#### Complete the following
[1] Translate this sentence from the passage on pets and mental health into Spanish: "Pets entertain when we need distraction."
[2] From the passage on pets and mental health, quote the stretch from "Since then I" through "our hearts again.".

#### Exercise passage
I was living alone after a bad breakup that had shattered me, mind and spirit. After moving twice, once from another state and once from an apartment complex after I lost the job that paid for it.
I was damaged, and I was alone, in the upstairs of a small house in a small town. I asked my landlady if I could have a cat. She was dubious, but said yes.
I found a cat at a shelter. She was an adult tortoiseshell calico named Bijou. She was small and shy and quiet. The first night I took her home, she slept across my throat.
We needed each other. I needed someone to care about, to focus my attention outward on. She needed someone to draw her out of her shell, to care for and about her.
We took it slowly. At first she didn’t like to be held. When I got home from work she would meet me at the door. I would pick her up, give her a quick kiss on the head, and set her right back down. Soon she learned that being held wasn’t such a bad thing.
Since then I have never been without a cat.
And they have improved my mental health. Pets do.
Pets entertain when we need distraction. They can make us smile and even laugh.
Petting them brings tactile comfort and purring offers a soothing sound.
Caring for a pet makes us feel – be – needed. Even when we have a hard time caring for ourselves, a pet becomes a responsibility bigger than we are.
Losing a pet teaches us about the process of necessary grieving. Then getting another pet teaches us about the process of loving someone new, opening our hearts again.
Pets listen. They don’t judge.
Pets communicate with us, and teach us their personal language.
Pets are now being used as therapy animals and comfort animals for the anxious, the aged, prisoners – and psychiatric patients. The laws and policies regarding “assistance animals” are only just beginning to be enacted. They are far from catching up with the need.
Even visits with farm animals – lambs and chickens and ponies – are fulfilling vital roles in people’s lives.
I’ve written about “crazy cat ladies” before and even identified myself as one (http://wp.me/p4e9Hv-bI). There is a stigma that goes along with the label – yet another kind of stigma that we would be better off without. Admittedly, we can become obsessed with our companion animals, even to an extent that is unhealthy. They can be burdens, and annoyances, and expenses.

#### Information shown
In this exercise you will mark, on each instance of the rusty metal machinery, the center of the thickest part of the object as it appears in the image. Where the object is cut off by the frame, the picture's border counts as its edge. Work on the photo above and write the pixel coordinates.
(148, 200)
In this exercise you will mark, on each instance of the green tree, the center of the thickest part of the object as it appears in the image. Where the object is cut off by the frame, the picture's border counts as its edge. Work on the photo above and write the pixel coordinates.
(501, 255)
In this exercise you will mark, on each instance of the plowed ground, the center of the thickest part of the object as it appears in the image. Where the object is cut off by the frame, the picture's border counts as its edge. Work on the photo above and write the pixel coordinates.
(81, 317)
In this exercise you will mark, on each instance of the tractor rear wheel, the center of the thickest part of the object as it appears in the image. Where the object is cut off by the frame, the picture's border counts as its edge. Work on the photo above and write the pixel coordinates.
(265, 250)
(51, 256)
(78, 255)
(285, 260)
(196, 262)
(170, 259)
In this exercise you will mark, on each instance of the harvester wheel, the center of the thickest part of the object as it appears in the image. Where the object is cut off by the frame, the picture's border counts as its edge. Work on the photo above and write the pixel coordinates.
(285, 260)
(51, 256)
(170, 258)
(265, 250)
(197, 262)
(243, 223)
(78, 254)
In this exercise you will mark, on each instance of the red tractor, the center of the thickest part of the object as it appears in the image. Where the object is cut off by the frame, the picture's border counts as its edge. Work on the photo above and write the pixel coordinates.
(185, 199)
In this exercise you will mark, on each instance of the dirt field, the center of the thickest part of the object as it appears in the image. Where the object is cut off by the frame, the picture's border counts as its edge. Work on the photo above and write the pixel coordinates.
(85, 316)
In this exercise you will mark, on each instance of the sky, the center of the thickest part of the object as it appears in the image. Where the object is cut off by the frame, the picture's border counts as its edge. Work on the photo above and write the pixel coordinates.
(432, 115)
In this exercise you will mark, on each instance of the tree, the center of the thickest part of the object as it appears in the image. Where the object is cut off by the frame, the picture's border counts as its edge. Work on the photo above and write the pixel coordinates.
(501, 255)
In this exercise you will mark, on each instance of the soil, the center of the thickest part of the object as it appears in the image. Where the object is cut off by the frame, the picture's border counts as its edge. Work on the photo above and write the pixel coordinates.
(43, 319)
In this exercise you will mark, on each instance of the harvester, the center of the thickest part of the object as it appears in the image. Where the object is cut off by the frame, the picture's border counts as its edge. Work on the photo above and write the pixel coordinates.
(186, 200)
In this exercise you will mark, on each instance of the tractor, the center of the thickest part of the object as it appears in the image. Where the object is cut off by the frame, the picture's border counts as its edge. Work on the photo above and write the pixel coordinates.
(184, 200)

#### Solutions per task
[1] Las mascotas nos entretienen cuando necesitamos distraernos.

[2]
Since then I have never been without a cat.
And they have improved my mental health. Pets do.
Pets entertain when we need distraction. They can make us smile and even laugh.
Petting them brings tactile comfort and purring offers a soothing sound.
Caring for a pet makes us feel – be – needed. Even when we have a hard time caring for ourselves, a pet becomes a responsibility bigger than we are.
Losing a pet teaches us about the process of necessary grieving. Then getting another pet teaches us about the process of loving someone new, opening our hearts again.